**Requirements:** Write out everything from the line containing "Find the embroidered" down to the line containing "pixel 7 235" again, switching "embroidered trim" to "stitched border" and leaving all else unchanged.

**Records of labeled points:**

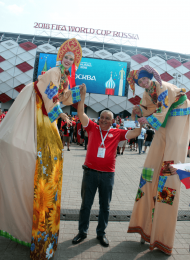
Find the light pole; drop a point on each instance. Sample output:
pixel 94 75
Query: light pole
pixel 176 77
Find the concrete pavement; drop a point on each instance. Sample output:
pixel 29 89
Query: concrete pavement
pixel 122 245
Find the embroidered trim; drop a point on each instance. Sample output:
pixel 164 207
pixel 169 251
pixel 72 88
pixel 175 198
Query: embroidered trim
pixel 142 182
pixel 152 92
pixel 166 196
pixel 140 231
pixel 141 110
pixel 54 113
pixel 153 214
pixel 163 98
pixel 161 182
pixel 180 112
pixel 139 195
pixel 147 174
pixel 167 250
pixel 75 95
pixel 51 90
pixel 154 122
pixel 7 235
...
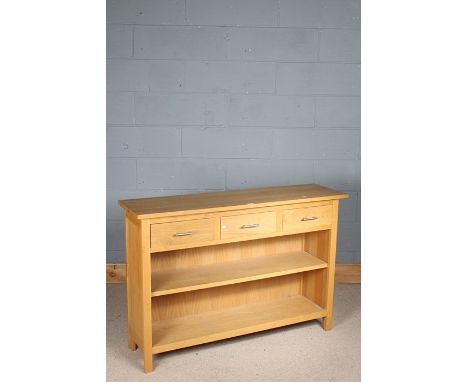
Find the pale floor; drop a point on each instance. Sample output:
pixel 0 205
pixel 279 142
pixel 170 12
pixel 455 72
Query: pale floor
--
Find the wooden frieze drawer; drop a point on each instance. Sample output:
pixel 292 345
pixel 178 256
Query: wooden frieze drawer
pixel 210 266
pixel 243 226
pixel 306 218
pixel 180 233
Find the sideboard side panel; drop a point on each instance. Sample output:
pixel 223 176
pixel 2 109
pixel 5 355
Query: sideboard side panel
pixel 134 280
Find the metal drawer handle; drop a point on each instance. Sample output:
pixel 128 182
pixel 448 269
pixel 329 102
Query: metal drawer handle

**Final result:**
Find the stitched border; drop a point on each instance. Sample output:
pixel 164 207
pixel 169 251
pixel 72 88
pixel 175 198
Query: stitched border
pixel 142 182
pixel 152 92
pixel 166 196
pixel 140 231
pixel 141 110
pixel 54 113
pixel 153 214
pixel 163 98
pixel 161 182
pixel 180 112
pixel 139 195
pixel 147 174
pixel 167 250
pixel 75 95
pixel 51 90
pixel 154 122
pixel 7 235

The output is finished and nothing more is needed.